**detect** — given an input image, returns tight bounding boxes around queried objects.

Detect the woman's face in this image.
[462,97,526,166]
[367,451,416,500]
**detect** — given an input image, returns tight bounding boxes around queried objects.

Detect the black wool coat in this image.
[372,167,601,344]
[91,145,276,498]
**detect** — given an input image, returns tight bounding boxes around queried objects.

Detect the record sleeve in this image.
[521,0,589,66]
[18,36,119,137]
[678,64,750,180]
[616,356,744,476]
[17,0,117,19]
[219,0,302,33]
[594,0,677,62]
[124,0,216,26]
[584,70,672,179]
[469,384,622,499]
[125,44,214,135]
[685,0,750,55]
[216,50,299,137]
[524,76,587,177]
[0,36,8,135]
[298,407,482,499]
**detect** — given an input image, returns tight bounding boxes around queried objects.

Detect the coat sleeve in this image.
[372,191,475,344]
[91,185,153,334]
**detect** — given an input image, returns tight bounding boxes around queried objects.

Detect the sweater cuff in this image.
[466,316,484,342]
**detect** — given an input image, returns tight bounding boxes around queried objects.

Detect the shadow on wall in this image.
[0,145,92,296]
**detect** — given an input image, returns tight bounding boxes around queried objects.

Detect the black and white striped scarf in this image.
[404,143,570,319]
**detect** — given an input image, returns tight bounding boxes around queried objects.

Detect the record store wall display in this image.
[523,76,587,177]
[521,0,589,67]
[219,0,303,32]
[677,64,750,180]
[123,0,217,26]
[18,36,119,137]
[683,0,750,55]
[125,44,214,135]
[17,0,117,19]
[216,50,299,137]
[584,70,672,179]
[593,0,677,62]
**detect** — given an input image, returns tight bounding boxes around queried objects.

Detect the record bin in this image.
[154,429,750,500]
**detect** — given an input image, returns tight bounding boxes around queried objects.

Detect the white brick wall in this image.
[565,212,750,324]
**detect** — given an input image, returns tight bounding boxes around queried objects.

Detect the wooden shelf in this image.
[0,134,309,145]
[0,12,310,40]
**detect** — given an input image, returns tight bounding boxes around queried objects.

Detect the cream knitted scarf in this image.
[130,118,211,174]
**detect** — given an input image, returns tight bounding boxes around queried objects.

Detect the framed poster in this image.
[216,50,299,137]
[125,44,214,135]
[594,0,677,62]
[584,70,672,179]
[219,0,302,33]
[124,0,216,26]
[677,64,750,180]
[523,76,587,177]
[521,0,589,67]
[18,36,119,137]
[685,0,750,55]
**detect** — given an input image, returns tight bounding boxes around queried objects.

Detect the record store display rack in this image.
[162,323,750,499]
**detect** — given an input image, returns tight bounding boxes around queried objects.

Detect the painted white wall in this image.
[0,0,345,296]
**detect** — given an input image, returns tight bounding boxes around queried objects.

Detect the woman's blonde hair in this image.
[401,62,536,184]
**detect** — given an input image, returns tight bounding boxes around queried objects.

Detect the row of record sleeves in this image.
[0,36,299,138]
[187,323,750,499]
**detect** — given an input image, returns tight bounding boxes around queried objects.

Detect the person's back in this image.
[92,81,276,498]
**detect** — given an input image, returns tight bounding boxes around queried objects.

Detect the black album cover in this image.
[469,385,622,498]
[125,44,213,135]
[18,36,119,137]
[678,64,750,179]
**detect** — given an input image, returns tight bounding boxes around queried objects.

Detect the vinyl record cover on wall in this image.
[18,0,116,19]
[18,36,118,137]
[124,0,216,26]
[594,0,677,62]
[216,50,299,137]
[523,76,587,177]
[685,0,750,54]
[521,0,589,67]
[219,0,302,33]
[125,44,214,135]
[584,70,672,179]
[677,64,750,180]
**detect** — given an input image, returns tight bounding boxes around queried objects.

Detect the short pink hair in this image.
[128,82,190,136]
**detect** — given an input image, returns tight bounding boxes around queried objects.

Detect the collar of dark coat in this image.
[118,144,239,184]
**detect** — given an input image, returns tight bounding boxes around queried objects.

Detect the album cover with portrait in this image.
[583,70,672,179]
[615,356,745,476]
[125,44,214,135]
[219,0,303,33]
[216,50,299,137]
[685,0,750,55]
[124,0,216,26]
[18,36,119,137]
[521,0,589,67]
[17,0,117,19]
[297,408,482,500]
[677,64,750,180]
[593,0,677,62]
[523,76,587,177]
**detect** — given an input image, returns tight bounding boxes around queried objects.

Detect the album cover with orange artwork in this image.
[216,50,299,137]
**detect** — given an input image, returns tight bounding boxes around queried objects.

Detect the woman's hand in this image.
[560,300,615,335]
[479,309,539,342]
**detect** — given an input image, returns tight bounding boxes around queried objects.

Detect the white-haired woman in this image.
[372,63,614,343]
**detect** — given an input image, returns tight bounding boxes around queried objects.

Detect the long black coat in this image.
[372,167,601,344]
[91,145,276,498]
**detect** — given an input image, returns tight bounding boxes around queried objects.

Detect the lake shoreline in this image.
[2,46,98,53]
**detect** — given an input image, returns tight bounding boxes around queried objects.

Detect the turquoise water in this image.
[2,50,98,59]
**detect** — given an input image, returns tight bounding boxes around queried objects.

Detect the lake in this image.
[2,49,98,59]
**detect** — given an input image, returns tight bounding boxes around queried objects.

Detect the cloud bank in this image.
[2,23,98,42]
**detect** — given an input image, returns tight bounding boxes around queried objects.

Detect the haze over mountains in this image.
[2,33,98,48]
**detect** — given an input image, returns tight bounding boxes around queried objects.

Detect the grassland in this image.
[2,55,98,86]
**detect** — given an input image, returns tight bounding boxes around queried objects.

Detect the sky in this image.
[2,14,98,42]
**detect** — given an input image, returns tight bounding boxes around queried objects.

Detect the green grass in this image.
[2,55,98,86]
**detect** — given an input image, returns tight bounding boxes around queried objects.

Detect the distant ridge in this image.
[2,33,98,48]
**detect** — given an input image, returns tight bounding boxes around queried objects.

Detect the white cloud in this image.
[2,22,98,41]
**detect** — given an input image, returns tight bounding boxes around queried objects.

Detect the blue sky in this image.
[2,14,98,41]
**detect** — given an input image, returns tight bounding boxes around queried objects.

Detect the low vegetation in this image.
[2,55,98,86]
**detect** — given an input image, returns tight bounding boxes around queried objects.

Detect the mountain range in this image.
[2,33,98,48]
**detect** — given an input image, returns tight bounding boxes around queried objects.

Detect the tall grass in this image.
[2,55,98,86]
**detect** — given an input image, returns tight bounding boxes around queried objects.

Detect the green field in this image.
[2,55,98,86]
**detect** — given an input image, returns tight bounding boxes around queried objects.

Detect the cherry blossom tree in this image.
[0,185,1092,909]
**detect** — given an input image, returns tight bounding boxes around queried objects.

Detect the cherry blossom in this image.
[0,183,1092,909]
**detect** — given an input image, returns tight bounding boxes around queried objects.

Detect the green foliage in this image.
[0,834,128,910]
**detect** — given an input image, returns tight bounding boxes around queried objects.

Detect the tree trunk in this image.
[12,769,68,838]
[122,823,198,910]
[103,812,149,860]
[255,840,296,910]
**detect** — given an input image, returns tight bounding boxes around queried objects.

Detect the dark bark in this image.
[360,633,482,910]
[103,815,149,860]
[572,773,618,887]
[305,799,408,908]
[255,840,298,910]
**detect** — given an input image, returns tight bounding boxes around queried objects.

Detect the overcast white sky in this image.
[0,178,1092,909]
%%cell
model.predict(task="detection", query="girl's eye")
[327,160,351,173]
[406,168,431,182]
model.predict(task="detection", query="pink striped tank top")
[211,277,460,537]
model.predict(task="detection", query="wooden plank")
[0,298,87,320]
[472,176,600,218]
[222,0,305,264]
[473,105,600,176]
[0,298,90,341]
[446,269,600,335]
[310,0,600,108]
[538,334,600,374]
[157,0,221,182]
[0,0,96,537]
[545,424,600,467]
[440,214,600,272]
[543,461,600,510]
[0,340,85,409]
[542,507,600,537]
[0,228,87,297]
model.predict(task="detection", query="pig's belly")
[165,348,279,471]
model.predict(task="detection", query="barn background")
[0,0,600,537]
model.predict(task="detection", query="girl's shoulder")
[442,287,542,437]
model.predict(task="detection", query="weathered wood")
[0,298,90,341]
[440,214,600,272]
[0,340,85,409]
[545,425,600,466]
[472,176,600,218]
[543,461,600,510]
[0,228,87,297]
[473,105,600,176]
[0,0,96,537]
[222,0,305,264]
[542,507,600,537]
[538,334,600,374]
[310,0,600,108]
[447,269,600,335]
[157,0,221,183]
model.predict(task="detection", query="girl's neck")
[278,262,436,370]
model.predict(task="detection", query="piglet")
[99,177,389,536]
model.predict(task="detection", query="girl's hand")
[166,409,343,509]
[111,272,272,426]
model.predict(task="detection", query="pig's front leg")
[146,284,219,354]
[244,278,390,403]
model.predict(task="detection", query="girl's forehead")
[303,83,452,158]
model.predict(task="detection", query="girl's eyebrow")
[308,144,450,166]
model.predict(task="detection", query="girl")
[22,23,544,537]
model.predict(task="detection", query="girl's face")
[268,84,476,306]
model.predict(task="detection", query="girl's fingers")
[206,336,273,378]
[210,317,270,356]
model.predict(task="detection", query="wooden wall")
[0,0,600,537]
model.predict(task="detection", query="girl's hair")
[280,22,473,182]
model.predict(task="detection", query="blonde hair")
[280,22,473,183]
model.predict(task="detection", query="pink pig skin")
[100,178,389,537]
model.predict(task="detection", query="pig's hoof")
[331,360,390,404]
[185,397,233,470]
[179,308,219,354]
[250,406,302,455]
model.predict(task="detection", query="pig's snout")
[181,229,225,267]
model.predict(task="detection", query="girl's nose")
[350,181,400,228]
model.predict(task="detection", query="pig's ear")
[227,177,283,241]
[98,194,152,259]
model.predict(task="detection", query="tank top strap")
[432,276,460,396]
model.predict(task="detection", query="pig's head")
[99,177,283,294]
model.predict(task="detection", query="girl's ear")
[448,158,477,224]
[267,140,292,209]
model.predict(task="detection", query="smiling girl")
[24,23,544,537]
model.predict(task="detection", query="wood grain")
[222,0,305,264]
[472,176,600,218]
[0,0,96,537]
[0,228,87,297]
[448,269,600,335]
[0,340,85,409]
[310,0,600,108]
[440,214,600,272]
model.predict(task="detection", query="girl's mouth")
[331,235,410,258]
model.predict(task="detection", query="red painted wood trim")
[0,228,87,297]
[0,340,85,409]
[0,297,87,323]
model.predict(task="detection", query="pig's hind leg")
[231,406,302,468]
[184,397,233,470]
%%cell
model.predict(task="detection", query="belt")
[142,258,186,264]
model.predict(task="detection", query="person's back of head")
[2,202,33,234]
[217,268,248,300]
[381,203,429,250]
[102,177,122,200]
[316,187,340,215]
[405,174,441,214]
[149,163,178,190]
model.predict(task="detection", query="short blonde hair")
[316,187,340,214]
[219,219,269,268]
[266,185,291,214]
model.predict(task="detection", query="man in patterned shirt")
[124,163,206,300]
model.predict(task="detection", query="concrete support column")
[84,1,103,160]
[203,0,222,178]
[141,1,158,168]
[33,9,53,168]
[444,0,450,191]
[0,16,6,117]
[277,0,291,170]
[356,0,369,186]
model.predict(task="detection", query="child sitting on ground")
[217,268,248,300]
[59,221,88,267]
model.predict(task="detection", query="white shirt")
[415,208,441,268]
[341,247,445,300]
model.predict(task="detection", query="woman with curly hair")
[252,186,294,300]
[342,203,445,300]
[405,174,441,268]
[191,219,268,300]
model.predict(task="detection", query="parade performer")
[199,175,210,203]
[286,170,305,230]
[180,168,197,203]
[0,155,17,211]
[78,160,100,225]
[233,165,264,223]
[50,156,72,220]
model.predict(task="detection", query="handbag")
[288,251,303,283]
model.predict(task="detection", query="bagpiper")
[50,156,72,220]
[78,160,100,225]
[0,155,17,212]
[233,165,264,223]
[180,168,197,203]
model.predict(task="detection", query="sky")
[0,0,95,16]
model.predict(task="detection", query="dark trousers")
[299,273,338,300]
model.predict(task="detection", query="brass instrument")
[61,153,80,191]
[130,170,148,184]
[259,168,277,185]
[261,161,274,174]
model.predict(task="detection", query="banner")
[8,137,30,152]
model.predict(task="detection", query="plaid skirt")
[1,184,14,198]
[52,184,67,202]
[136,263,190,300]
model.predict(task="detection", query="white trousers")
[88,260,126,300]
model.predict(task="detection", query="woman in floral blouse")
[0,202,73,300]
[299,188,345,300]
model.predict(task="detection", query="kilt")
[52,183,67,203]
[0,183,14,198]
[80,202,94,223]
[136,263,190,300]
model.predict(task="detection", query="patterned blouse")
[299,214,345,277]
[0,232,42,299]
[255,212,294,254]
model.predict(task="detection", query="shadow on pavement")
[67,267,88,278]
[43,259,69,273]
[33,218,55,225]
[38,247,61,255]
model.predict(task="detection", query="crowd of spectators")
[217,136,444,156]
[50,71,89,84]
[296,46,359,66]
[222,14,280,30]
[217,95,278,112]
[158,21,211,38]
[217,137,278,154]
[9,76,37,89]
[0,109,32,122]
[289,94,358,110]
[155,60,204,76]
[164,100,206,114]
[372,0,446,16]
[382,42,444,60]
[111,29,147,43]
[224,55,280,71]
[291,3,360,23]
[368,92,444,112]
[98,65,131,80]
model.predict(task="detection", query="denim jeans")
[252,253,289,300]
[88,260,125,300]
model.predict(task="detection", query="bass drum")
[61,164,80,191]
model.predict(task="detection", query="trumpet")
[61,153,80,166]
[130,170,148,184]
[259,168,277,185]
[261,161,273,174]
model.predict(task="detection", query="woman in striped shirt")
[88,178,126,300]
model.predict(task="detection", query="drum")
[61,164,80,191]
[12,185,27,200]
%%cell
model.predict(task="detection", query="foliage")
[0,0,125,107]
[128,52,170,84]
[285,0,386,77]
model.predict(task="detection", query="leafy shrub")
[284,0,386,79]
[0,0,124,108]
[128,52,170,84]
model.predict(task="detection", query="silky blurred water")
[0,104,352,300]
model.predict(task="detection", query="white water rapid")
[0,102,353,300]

_Work to complete_.
Copy the items from the very first line through the line containing "[298,407,482,499]", both ends included, reproducing each line unchanged.

_Exercise solution_.
**detect** — given an input image, returns tight bounding boxes around queried objects.

Detect the woman's face in this image.
[462,97,526,166]
[367,451,416,500]
**detect** — given an input image, returns tight bounding boxes around queried objects.

Detect the black wool coat in this image.
[372,167,601,344]
[91,145,276,498]
**detect** — given an input image, returns tight bounding boxes around queried objects.

Detect the record sleeve in this image.
[521,0,589,66]
[18,36,119,137]
[678,64,750,180]
[616,356,744,476]
[17,0,117,19]
[219,0,302,33]
[594,0,677,62]
[124,0,216,26]
[584,70,672,179]
[469,384,622,499]
[125,44,214,135]
[685,0,750,55]
[216,50,299,137]
[524,76,587,177]
[0,36,8,135]
[298,407,482,499]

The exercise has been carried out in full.